▸ Task to complete: Look through the lines below and extract each one that contains "lapel".

▸ Working data:
___

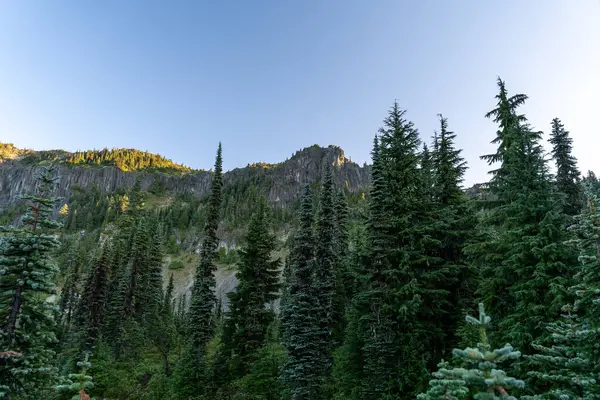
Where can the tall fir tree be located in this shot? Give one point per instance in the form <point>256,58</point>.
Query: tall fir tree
<point>27,326</point>
<point>300,326</point>
<point>569,366</point>
<point>344,279</point>
<point>200,321</point>
<point>481,377</point>
<point>71,290</point>
<point>324,278</point>
<point>506,116</point>
<point>248,318</point>
<point>454,222</point>
<point>568,177</point>
<point>92,307</point>
<point>385,322</point>
<point>523,262</point>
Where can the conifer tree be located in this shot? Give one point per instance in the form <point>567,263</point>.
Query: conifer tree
<point>71,290</point>
<point>569,366</point>
<point>200,321</point>
<point>523,261</point>
<point>300,374</point>
<point>92,307</point>
<point>168,300</point>
<point>481,377</point>
<point>139,265</point>
<point>505,114</point>
<point>26,280</point>
<point>324,278</point>
<point>344,282</point>
<point>567,174</point>
<point>453,222</point>
<point>203,298</point>
<point>396,282</point>
<point>248,319</point>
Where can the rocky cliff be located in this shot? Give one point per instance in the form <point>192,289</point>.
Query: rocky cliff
<point>281,182</point>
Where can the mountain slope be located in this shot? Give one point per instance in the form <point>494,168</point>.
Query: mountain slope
<point>279,182</point>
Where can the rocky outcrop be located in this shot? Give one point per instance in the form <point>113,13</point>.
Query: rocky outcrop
<point>281,181</point>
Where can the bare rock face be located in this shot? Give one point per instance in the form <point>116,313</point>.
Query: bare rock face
<point>281,181</point>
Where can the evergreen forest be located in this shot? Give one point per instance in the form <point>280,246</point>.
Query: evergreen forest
<point>412,289</point>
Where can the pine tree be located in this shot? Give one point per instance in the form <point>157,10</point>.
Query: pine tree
<point>481,378</point>
<point>385,320</point>
<point>92,307</point>
<point>344,282</point>
<point>567,174</point>
<point>505,114</point>
<point>71,290</point>
<point>200,321</point>
<point>248,319</point>
<point>76,384</point>
<point>26,280</point>
<point>324,278</point>
<point>453,222</point>
<point>523,262</point>
<point>568,368</point>
<point>167,301</point>
<point>299,323</point>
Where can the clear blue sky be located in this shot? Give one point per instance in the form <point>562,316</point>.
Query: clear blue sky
<point>268,77</point>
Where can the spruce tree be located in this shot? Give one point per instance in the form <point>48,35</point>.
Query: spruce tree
<point>505,114</point>
<point>567,174</point>
<point>168,300</point>
<point>385,319</point>
<point>200,321</point>
<point>71,290</point>
<point>300,326</point>
<point>344,282</point>
<point>523,261</point>
<point>453,221</point>
<point>248,319</point>
<point>26,280</point>
<point>569,366</point>
<point>481,377</point>
<point>203,299</point>
<point>324,278</point>
<point>92,307</point>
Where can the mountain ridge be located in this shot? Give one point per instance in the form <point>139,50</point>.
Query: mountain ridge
<point>279,182</point>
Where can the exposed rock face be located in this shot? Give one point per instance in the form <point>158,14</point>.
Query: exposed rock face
<point>281,181</point>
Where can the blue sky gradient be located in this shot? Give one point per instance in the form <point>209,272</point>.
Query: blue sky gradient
<point>269,77</point>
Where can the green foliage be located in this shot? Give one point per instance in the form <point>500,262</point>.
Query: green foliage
<point>27,272</point>
<point>248,319</point>
<point>480,377</point>
<point>76,385</point>
<point>567,174</point>
<point>176,264</point>
<point>300,325</point>
<point>125,160</point>
<point>323,285</point>
<point>200,321</point>
<point>569,367</point>
<point>523,262</point>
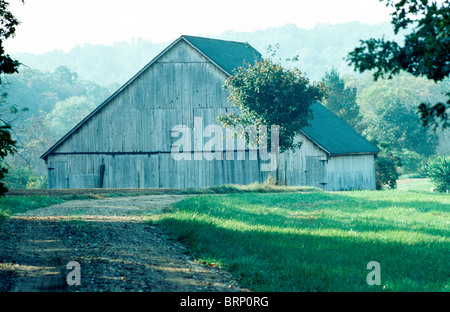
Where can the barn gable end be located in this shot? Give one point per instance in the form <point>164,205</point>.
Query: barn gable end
<point>127,140</point>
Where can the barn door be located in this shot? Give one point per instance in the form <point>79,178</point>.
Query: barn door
<point>315,171</point>
<point>58,177</point>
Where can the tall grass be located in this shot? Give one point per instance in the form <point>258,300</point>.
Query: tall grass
<point>320,241</point>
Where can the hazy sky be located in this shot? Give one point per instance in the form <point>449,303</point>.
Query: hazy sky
<point>62,24</point>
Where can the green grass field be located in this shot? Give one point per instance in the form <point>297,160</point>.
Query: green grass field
<point>301,239</point>
<point>319,241</point>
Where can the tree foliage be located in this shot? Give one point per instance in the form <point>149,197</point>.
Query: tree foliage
<point>386,168</point>
<point>268,94</point>
<point>425,51</point>
<point>438,169</point>
<point>341,100</point>
<point>8,65</point>
<point>389,111</point>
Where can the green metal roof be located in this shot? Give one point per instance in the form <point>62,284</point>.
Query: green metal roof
<point>228,55</point>
<point>326,130</point>
<point>334,135</point>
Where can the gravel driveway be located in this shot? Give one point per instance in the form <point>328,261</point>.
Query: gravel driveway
<point>117,251</point>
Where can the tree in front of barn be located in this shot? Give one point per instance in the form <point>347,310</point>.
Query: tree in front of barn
<point>8,25</point>
<point>268,94</point>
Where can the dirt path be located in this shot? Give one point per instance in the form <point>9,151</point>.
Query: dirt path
<point>116,250</point>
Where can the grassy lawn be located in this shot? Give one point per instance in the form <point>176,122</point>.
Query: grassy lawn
<point>319,241</point>
<point>10,205</point>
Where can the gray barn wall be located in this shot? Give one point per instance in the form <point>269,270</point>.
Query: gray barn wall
<point>131,138</point>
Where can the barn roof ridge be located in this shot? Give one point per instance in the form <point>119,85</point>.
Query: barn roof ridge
<point>335,136</point>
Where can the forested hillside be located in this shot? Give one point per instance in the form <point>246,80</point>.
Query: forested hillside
<point>319,48</point>
<point>54,91</point>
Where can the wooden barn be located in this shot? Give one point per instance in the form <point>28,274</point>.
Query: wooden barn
<point>128,140</point>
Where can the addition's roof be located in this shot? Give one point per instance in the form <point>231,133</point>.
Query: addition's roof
<point>335,136</point>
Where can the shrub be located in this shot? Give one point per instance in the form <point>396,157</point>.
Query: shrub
<point>412,162</point>
<point>438,170</point>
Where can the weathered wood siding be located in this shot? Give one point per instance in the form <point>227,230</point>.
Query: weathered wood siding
<point>351,172</point>
<point>127,144</point>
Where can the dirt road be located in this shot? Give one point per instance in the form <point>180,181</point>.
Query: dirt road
<point>116,250</point>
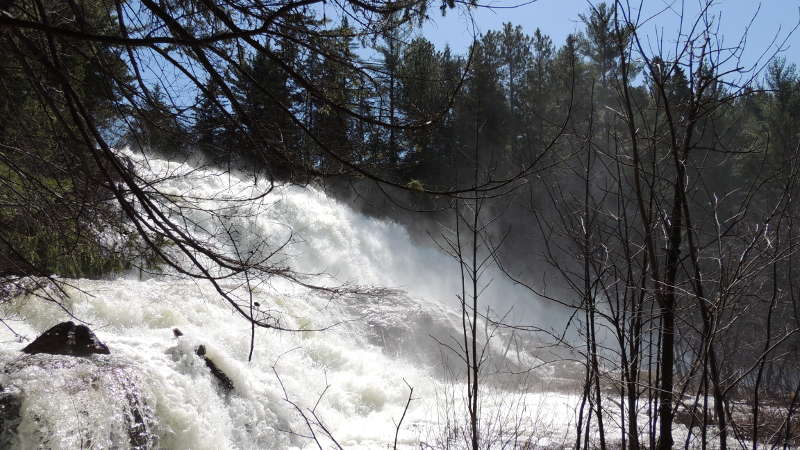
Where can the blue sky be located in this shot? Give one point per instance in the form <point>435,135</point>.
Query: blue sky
<point>558,18</point>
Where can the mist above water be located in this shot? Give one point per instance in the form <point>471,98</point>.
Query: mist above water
<point>356,372</point>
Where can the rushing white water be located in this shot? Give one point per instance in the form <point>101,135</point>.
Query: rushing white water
<point>353,378</point>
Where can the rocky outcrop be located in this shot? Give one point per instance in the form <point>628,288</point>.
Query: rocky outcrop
<point>67,338</point>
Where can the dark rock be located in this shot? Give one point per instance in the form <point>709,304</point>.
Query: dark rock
<point>80,381</point>
<point>67,338</point>
<point>223,379</point>
<point>10,405</point>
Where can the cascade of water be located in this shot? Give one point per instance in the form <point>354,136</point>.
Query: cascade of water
<point>361,364</point>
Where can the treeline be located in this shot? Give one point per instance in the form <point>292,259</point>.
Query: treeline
<point>648,192</point>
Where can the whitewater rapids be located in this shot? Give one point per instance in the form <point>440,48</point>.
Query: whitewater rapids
<point>354,377</point>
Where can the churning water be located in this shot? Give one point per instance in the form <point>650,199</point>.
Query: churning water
<point>349,383</point>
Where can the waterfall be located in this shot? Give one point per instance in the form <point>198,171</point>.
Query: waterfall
<point>353,377</point>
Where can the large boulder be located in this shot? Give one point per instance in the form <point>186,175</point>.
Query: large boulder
<point>67,338</point>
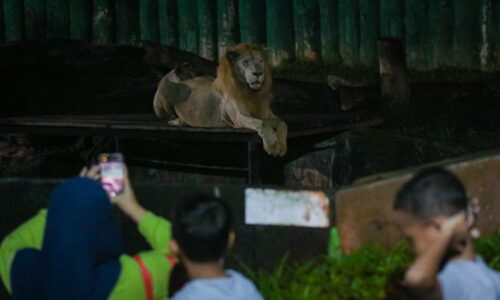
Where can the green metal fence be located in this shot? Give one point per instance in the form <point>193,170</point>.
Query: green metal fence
<point>460,33</point>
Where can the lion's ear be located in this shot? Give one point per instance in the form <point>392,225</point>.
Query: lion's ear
<point>232,55</point>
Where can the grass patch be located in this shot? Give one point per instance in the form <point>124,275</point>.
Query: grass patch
<point>364,274</point>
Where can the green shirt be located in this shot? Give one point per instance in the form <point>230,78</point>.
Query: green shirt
<point>156,230</point>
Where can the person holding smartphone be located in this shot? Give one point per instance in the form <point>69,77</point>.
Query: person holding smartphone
<point>73,249</point>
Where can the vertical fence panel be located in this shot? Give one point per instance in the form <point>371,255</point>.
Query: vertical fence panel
<point>417,50</point>
<point>80,17</point>
<point>207,24</point>
<point>227,24</point>
<point>2,28</point>
<point>252,21</point>
<point>127,21</point>
<point>14,19</point>
<point>103,30</point>
<point>349,31</point>
<point>58,22</point>
<point>306,21</point>
<point>391,18</point>
<point>496,17</point>
<point>188,26</point>
<point>466,33</point>
<point>329,30</point>
<point>168,19</point>
<point>441,29</point>
<point>279,30</point>
<point>148,20</point>
<point>487,34</point>
<point>34,18</point>
<point>369,27</point>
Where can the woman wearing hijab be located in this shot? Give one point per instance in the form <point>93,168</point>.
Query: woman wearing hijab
<point>73,249</point>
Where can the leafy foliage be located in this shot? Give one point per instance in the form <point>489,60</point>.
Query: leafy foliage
<point>365,274</point>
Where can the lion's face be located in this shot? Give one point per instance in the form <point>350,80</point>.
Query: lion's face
<point>249,67</point>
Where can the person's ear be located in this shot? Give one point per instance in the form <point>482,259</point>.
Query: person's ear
<point>174,248</point>
<point>434,225</point>
<point>231,240</point>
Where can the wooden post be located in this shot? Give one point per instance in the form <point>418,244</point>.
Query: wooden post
<point>188,26</point>
<point>252,21</point>
<point>279,16</point>
<point>103,30</point>
<point>207,27</point>
<point>349,31</point>
<point>496,14</point>
<point>169,29</point>
<point>34,18</point>
<point>306,21</point>
<point>81,20</point>
<point>466,33</point>
<point>127,21</point>
<point>417,33</point>
<point>227,24</point>
<point>148,20</point>
<point>395,88</point>
<point>369,31</point>
<point>14,19</point>
<point>441,29</point>
<point>58,23</point>
<point>392,18</point>
<point>329,30</point>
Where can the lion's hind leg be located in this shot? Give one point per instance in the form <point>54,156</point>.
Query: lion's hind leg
<point>167,96</point>
<point>176,122</point>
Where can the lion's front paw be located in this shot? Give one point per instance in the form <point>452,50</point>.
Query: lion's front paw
<point>273,145</point>
<point>176,122</point>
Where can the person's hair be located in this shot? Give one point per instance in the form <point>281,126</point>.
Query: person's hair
<point>431,193</point>
<point>201,227</point>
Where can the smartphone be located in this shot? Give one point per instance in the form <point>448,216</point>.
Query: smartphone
<point>112,173</point>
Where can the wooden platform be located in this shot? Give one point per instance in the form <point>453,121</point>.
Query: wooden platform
<point>148,127</point>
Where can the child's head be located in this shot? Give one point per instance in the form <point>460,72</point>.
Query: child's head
<point>426,202</point>
<point>202,229</point>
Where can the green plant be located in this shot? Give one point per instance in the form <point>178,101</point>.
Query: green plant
<point>489,249</point>
<point>367,273</point>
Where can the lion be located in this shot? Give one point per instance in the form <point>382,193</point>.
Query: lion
<point>239,97</point>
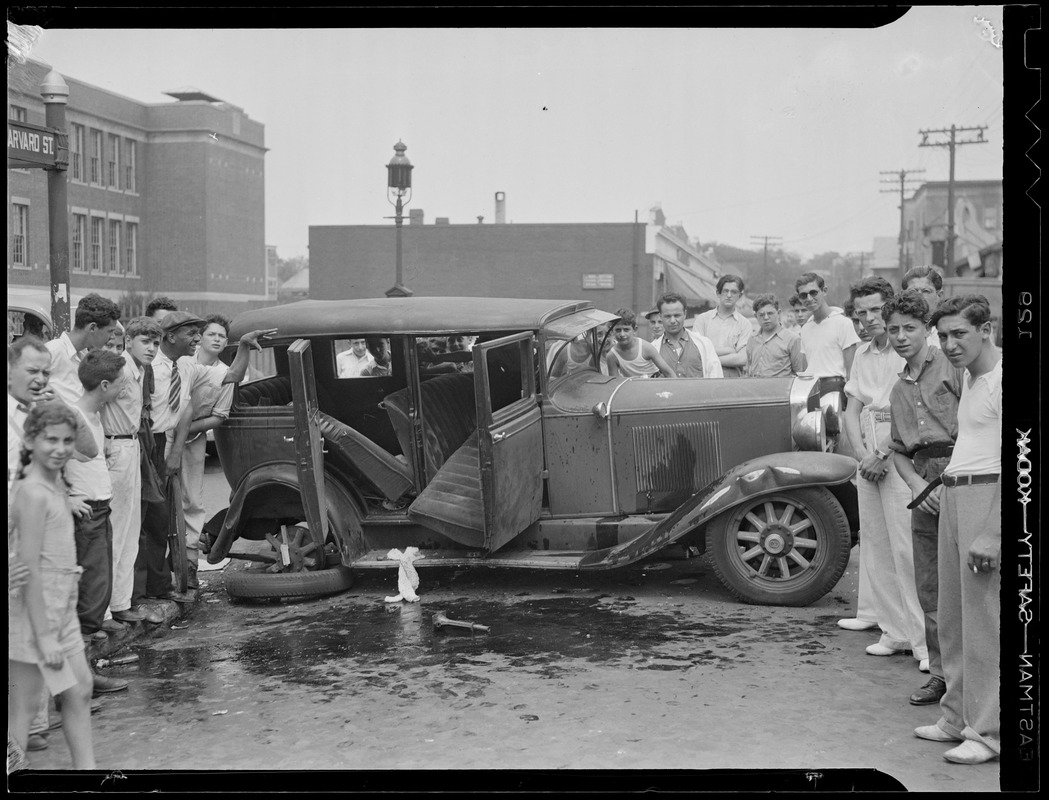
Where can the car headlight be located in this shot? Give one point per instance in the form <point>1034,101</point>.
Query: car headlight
<point>810,431</point>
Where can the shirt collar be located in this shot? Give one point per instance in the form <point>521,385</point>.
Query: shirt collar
<point>905,374</point>
<point>68,346</point>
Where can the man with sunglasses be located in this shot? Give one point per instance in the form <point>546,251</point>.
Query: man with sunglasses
<point>829,339</point>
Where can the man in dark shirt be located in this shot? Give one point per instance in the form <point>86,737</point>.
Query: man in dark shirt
<point>924,426</point>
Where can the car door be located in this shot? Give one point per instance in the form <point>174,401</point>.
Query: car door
<point>509,436</point>
<point>308,444</point>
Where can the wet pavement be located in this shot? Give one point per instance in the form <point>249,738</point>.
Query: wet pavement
<point>650,667</point>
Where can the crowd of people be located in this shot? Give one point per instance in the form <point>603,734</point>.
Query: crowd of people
<point>106,407</point>
<point>105,441</point>
<point>922,415</point>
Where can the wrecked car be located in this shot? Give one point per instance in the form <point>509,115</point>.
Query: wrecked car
<point>471,431</point>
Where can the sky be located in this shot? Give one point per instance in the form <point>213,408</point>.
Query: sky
<point>735,132</point>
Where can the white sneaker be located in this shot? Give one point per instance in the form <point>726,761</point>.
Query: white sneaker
<point>854,624</point>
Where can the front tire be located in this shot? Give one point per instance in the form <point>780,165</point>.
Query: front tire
<point>788,548</point>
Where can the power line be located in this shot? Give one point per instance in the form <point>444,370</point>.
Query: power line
<point>902,175</point>
<point>951,144</point>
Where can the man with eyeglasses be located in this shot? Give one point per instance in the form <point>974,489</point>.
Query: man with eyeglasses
<point>726,327</point>
<point>773,351</point>
<point>829,339</point>
<point>927,281</point>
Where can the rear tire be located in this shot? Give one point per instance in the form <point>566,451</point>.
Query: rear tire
<point>788,548</point>
<point>244,583</point>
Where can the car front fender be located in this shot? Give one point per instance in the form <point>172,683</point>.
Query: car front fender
<point>279,473</point>
<point>745,481</point>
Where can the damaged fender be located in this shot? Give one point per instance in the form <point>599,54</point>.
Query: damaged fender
<point>745,481</point>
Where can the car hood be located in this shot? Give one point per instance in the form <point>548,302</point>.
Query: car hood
<point>671,394</point>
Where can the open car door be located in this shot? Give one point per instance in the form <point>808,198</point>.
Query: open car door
<point>509,436</point>
<point>308,444</point>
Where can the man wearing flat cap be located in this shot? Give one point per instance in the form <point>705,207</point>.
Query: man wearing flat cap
<point>175,372</point>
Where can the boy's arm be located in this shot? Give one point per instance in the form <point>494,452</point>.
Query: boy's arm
<point>248,342</point>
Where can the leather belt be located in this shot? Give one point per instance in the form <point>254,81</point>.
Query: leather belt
<point>964,480</point>
<point>934,451</point>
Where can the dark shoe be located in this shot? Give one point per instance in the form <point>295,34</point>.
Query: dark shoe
<point>128,615</point>
<point>95,705</point>
<point>106,685</point>
<point>189,597</point>
<point>37,741</point>
<point>149,614</point>
<point>929,693</point>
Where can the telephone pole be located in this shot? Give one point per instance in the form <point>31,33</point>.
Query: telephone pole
<point>951,143</point>
<point>902,176</point>
<point>777,241</point>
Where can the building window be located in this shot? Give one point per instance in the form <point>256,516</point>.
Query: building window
<point>131,244</point>
<point>114,246</point>
<point>77,151</point>
<point>79,239</point>
<point>97,234</point>
<point>113,171</point>
<point>129,164</point>
<point>95,156</point>
<point>990,218</point>
<point>599,281</point>
<point>20,234</point>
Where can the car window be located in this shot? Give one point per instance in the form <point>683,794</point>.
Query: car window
<point>445,353</point>
<point>580,352</point>
<point>362,357</point>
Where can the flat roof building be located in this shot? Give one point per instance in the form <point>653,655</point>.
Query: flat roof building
<point>164,198</point>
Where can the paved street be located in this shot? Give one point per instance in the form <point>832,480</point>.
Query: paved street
<point>653,667</point>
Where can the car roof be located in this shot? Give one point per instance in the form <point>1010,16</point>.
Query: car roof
<point>37,302</point>
<point>414,315</point>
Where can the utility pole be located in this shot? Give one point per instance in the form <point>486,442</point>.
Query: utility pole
<point>951,144</point>
<point>765,262</point>
<point>902,175</point>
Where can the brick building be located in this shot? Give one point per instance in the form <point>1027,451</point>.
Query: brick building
<point>164,198</point>
<point>978,228</point>
<point>611,263</point>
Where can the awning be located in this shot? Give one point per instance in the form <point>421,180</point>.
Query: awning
<point>688,284</point>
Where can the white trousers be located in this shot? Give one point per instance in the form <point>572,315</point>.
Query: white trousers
<point>125,472</point>
<point>193,457</point>
<point>886,557</point>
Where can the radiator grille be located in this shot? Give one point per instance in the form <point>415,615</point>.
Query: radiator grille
<point>672,457</point>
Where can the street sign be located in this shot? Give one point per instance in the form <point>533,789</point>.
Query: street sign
<point>34,146</point>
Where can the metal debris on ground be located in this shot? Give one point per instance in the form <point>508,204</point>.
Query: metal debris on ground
<point>441,621</point>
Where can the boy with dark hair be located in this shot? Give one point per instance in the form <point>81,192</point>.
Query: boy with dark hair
<point>886,552</point>
<point>726,327</point>
<point>122,419</point>
<point>969,559</point>
<point>89,483</point>
<point>93,324</point>
<point>773,350</point>
<point>633,357</point>
<point>161,307</point>
<point>923,428</point>
<point>687,352</point>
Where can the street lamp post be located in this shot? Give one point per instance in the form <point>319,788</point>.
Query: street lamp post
<point>399,194</point>
<point>56,94</point>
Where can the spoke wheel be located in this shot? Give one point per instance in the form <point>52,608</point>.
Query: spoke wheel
<point>788,548</point>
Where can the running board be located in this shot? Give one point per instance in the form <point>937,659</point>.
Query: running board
<point>520,559</point>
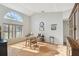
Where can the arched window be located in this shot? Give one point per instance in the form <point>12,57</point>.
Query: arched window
<point>13,16</point>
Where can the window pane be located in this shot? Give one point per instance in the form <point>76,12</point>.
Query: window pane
<point>10,31</point>
<point>5,27</point>
<point>5,35</point>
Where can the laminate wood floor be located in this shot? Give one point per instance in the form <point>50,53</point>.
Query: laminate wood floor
<point>45,49</point>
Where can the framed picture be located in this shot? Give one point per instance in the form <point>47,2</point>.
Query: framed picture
<point>41,26</point>
<point>53,26</point>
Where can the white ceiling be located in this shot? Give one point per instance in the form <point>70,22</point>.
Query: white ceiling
<point>31,8</point>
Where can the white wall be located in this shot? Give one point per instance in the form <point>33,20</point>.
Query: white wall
<point>48,19</point>
<point>26,24</point>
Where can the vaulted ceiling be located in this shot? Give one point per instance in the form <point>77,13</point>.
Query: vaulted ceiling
<point>31,8</point>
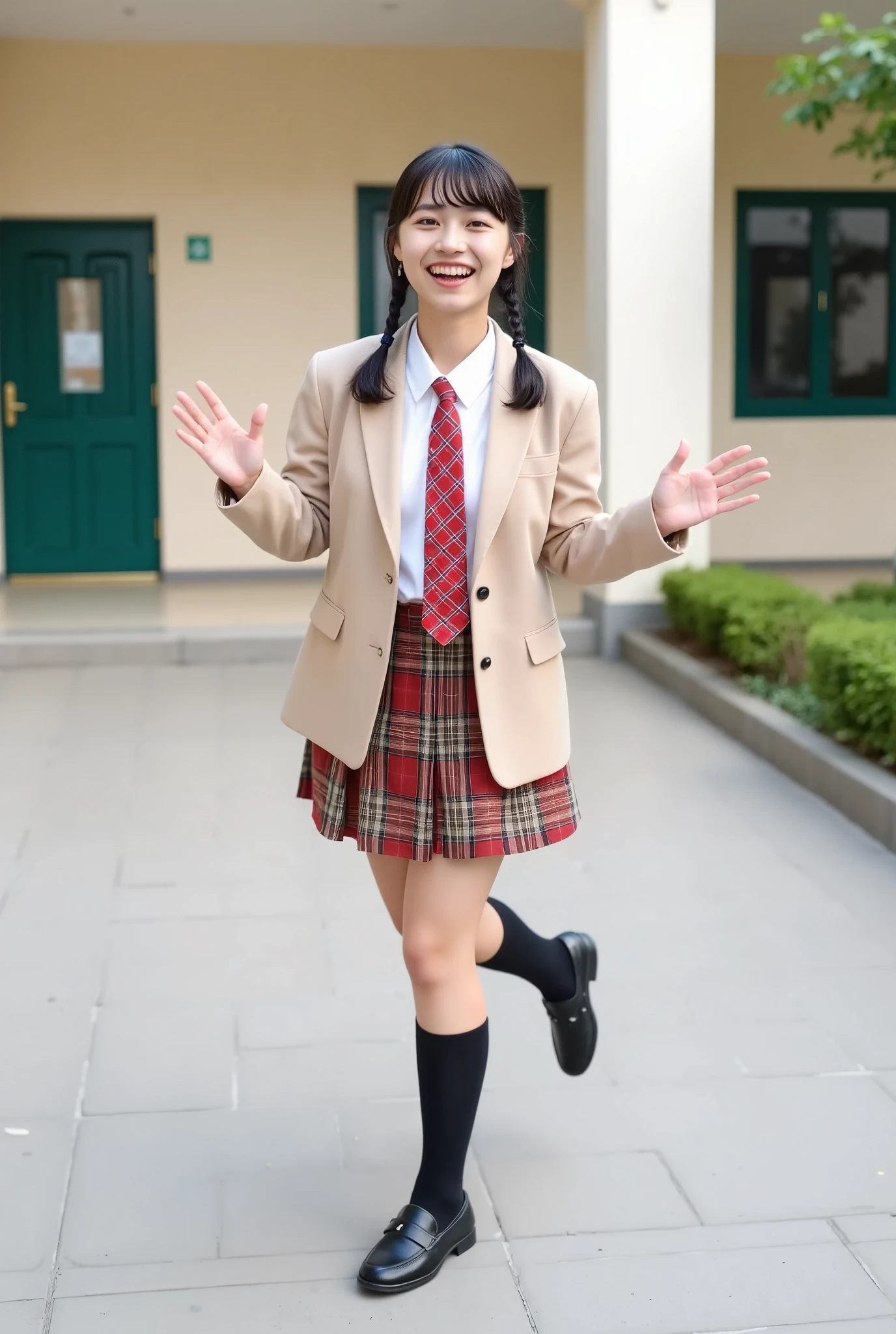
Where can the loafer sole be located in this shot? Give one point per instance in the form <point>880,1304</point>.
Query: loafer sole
<point>458,1249</point>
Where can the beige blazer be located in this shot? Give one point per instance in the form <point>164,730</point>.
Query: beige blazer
<point>539,511</point>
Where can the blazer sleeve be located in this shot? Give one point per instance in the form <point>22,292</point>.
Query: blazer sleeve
<point>583,543</point>
<point>288,513</point>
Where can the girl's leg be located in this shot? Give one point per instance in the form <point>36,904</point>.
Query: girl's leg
<point>506,943</point>
<point>443,907</point>
<point>503,941</point>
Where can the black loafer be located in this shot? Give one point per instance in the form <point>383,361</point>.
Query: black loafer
<point>574,1025</point>
<point>412,1251</point>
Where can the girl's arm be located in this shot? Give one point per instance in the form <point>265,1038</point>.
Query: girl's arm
<point>583,543</point>
<point>286,514</point>
<point>589,546</point>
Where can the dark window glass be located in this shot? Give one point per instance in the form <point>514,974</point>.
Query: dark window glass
<point>779,243</point>
<point>859,240</point>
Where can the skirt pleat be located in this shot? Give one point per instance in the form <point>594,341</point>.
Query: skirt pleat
<point>426,786</point>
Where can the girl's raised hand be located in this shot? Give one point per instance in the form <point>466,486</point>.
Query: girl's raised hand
<point>684,499</point>
<point>234,454</point>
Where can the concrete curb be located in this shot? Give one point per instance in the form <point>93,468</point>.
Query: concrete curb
<point>860,790</point>
<point>184,647</point>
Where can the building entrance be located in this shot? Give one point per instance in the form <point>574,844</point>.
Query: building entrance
<point>79,397</point>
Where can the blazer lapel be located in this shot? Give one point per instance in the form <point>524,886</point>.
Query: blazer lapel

___

▸ Result:
Where can the blazer lapel be located in this shot? Give one point per instance in the form <point>524,886</point>.
Query: blazer lapel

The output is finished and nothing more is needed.